REQUIRED WORK -
**a.** Answer these questions from the passage on EUV photoresists, marking each answer (i), (ii), (iii) to match.
(i) What wavelength does EUV lithography use?
(ii) In which imec facility, and with what kind of source, will photoemission spectroscopy be performed?
(iii) With what will the results of the fundamental techniques be complemented?
**b.** For each statement, say yes or no according to the passage on EUV photoresists, and quote the words that decide it.
(i) The chemistry of EUV photoresists is fully understood.
(ii) Infrared spectroscopy will be carried out in imec's cleanroom.
(iii) Photofragmentation experiments at a synchrotron are certain to be part of the project.
**c.** In the passage on EUV photoresists, rewrite the paragraph beginning "In order to find out how the chemistry" as a list that keeps its main facts.

GIVEN PASSAGE -
** Begin **
/How does the chemistry of photoresists influence patterning performance in EUV lithography?

How does the chemistry of photoresists influence patterning performance in EUV lithography?

Leuven | More than two weeks ago

Characterization of EUV photoresists by state-of-the-art spectroscopic techniques.

Extreme ultraviolet (EUV) lithography has become a standard technique in the fabrication of semiconductor devices for the latest process nodes because the short wavelength of 13.5 nm enables printing of few nanometer sized features on wafers. However, the chemistry of photoresists, which change their solubility upon exposure to EUV photons, is only partially understood. This makes it challenging to develop better photoresist materials, which would enable even smaller feature dimensions and therefore make it possible to keep up with Moore’s law.

In order to find out how the chemistry of the photoresist influences the patterning performance, a series of state-of-the-art spectroscopic techniques will be employed to characterize several open-source EUV resists: Infrared spectroscopy and photon-induced desorption mass spectrometry in imec’s cleanroom, EUV absorption measurements and photoemission spectroscopy using a unique laser-based EUV source in imec’s AttoLab, and potentially photofragmentation experiments at a synchrotron. Results of these fundamental techniques will be complemented with patterning data obtained by imec researchers. The goal of this project is to collect large datasets with the above-mentioned techniques and find out if the results from the fundamental spectroscopic techniques can predict the patterning performance of photoresists with different chemistries.
** End **
GIVEN DATA -
** Begin **
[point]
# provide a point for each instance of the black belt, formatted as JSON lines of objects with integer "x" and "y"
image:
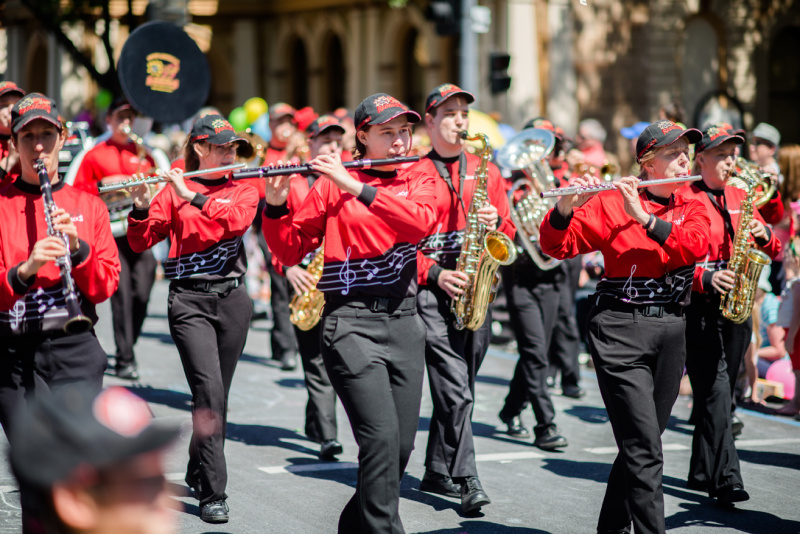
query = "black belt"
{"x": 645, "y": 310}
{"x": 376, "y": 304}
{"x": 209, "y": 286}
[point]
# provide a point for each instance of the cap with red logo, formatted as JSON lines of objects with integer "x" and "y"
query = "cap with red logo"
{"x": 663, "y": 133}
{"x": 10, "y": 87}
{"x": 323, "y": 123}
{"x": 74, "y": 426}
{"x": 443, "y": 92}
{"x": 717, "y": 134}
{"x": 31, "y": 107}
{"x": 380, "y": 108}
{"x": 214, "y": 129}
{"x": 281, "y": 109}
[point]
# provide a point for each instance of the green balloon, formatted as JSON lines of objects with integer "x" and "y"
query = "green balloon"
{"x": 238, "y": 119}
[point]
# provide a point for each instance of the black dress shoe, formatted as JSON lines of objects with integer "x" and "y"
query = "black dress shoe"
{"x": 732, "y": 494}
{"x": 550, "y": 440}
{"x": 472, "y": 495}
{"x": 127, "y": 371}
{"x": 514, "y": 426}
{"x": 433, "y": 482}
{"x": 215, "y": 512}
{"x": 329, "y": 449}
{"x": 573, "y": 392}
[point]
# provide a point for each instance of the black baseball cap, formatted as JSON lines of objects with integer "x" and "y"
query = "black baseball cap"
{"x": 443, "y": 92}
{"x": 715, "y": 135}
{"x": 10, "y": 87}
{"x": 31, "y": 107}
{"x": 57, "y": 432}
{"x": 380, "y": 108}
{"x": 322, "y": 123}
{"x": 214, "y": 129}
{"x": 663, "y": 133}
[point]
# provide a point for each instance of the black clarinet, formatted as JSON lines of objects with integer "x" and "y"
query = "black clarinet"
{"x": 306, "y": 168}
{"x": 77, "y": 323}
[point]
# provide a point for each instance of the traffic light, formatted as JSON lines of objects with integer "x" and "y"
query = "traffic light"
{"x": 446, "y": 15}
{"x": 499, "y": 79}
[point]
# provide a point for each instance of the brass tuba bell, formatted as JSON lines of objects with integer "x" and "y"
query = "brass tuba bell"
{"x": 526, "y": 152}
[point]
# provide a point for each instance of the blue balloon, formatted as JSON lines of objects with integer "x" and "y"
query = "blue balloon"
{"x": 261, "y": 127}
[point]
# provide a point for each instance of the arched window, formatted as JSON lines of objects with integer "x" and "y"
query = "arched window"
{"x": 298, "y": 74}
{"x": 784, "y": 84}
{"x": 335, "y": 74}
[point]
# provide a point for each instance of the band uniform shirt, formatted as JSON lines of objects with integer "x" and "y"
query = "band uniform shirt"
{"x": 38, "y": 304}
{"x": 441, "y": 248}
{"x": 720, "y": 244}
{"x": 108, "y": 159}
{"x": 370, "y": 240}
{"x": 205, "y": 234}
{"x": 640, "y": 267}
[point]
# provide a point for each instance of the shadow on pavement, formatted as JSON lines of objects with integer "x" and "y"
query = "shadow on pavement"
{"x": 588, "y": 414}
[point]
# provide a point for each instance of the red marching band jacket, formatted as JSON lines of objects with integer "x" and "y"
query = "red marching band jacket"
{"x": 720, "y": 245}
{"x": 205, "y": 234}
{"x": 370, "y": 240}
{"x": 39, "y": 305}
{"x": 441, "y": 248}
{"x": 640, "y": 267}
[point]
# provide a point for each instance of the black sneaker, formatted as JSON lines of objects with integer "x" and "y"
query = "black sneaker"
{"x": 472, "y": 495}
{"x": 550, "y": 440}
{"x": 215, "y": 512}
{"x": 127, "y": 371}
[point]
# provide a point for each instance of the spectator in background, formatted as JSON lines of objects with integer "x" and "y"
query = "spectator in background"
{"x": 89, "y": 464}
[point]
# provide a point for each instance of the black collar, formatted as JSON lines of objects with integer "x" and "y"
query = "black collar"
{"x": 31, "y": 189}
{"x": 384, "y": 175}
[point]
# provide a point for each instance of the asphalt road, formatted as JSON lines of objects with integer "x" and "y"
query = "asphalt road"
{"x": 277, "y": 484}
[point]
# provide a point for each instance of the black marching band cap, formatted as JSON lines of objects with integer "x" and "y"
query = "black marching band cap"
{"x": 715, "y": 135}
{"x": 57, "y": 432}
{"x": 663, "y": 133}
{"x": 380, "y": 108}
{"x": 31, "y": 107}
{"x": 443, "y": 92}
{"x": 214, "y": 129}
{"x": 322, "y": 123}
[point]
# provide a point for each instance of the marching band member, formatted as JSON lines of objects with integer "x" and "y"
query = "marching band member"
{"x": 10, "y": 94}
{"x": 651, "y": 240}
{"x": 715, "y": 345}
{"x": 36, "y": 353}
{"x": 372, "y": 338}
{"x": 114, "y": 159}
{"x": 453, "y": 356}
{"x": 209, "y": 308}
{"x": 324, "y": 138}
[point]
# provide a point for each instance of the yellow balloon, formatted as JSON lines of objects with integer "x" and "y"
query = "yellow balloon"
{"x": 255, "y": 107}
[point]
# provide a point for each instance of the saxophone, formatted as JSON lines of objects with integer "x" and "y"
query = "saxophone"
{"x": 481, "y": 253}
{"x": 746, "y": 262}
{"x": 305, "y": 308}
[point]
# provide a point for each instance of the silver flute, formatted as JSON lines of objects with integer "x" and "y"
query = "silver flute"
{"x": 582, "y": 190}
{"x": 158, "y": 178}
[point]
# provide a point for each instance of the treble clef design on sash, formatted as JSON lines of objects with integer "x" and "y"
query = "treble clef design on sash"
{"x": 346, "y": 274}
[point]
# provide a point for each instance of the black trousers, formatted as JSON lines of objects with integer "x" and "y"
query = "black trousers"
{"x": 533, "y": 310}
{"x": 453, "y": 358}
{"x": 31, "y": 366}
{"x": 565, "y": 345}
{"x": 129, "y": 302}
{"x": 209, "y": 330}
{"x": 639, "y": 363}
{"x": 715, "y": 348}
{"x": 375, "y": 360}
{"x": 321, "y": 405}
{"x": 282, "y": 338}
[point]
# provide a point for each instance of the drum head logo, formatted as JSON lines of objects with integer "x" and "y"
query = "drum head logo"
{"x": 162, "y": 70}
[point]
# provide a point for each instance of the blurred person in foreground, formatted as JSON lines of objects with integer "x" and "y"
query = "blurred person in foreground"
** End **
SOLUTION SET -
**a.**
(i) 13.5 nm.
(ii) In imec's AttoLab, using a unique laser-based EUV source.
(iii) With patterning data obtained by imec researchers.

**b.**
(i) No: "the chemistry of photoresists, which change their solubility upon exposure to EUV photons, is only partially understood."
(ii) Yes: "Infrared spectroscopy and photon-induced desorption mass spectrometry in imec’s cleanroom"
(iii) No: "and potentially photofragmentation experiments at a synchrotron."

**c.**
- Aim: learn how photoresist chemistry influences patterning performance by characterizing several open-source EUV resists.
- Techniques in imec's cleanroom: infrared spectroscopy and photon-induced desorption mass spectrometry.
- Techniques in imec's AttoLab, using a unique laser-based EUV source: EUV absorption measurements and photoemission spectroscopy.
- Possible addition: photofragmentation experiments at a synchrotron.
- These results will be complemented with patterning data from imec researchers.
- Goal: collect large datasets and find out whether the spectroscopic results can predict the patterning performance of photoresists with different chemistries.